The yesterday-today-and-tomorrow plant might be one of the longest plant names there is, and the name fits for more than one reason. The flowers change their color from one day to the next, starting out purple, then turning lavender, and finally becoming white as they mature. Plus, this tropical evergreen shrub is a long, persistent bloomer. After the first, heavy bloom in the spring, it will produce more of its showy, fragrant flowers in the fall, or anytime during the year if it likes its location.
In cooler climates, Brunfelsia can only be grown as a container plant that needs to be brought indoors for the winter.
|Botanical Name||Brunfelsia pauciflora|
|Common Name||Yesterday-today-and tomorrow plant, Morning-noon-and-night, Kiss-me-quick, Brazil raintree, Franciscan raintree|
|Plant Type||Perennial shrub|
|Mature Size||Three to eight feet height, four to six feet width|
|Sun Exposure||Full sun to part shade|
|Soil Type||Sandy, silt, loamy|
|Soil pH||<6.0 (acidic)|
|Bloom Time||All season bloom|
|Flower Color||Purple, lavender, white|
|Toxicity||Toxic to pets|
Brunfelsia Pauciflora Care
If your local climate allows it, growing Brunfelsia in your yard is easy. But even if you can only grow it in a container, it requires relatively little maintenance.
In its natural habitat, yesterday-today-and-tomorrow grows in light woodland and thickets with partial shade where it is protected from the scorching sun. An excellent location to plant Brunfelsia is under the canopy of tall conifers that give it enough room to reach its mature height.
Whether you grow Brunfelsia outdoors or in containers, it is essential that the soil is consistently moist but never soggy. Water as needed and never let the soil dry out.
Potted plants need daily checking especially during the summer. In the winter, the indoor plants will go dormant and take up less water, which means you need to reduce the watering accordingly.
Temperature and Humidity
Because Brunfelsia is a tropical plant, it thrives in a humid environment.
Before you add any fertilizer to an outdoor Brunfelsia, test the pH of the soil around the plant. If it turns out your soil is not acidic enough, apply liquid fertilizer for acid-loving plants but use about half of the strength indicated on the fertilizer label. If the soil is in the correct pH range, below 6, it always benefits the plant to add an acidic mulch such as peat moss or pine needles. This can help prevent the leaves from yellowing.

++++++++

Tasks and exercises.
1. Print the part of the Brunfelsia care text starting with "Before you add" and going on through "leaves from yellowing.".
2. Answer these questions from the Brunfelsia care text:
(a) What color do the flowers become last as they mature?
(b) What soil pH does the table give for the plant?
(c) Which two acidic mulches does the text name?

++++++++

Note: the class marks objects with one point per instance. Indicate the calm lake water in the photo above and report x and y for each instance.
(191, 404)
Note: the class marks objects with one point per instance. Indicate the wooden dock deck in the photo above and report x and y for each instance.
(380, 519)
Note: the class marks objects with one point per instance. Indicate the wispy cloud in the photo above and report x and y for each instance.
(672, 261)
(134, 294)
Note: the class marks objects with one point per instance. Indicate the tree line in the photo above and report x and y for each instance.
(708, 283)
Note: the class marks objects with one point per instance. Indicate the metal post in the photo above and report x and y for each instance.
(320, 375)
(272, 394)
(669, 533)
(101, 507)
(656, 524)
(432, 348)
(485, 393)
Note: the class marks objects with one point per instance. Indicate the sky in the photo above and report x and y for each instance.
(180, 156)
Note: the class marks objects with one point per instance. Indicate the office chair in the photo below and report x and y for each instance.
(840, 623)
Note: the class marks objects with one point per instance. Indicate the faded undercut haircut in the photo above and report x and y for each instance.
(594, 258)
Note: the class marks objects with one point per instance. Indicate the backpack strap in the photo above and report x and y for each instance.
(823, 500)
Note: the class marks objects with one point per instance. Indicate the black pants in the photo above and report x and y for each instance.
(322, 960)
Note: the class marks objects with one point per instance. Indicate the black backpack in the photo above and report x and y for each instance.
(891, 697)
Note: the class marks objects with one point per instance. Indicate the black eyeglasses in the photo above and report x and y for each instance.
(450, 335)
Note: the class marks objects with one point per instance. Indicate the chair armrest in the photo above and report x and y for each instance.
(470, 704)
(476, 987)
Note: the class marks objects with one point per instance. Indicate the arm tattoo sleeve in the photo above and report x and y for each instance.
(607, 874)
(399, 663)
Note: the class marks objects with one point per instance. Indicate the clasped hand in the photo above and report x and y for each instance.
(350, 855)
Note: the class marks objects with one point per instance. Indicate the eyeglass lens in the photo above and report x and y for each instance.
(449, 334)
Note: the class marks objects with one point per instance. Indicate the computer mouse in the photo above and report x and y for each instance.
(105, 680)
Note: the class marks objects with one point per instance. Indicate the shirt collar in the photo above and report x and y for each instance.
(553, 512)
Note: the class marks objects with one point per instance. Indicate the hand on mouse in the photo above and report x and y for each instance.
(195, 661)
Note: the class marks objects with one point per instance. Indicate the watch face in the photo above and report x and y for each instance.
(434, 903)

++++++++

Results for each task.
1.
Before you add any fertilizer to an outdoor Brunfelsia, test the pH of the soil around the plant. If it turns out your soil is not acidic enough, apply liquid fertilizer for acid-loving plants but use about half of the strength indicated on the fertilizer label. If the soil is in the correct pH range, below 6, it always benefits the plant to add an acidic mulch such as peat moss or pine needles. This can help prevent the leaves from yellowing.

2.
(a) White.
(b) Below 6.0 (acidic).
(c) Peat moss and pine needles.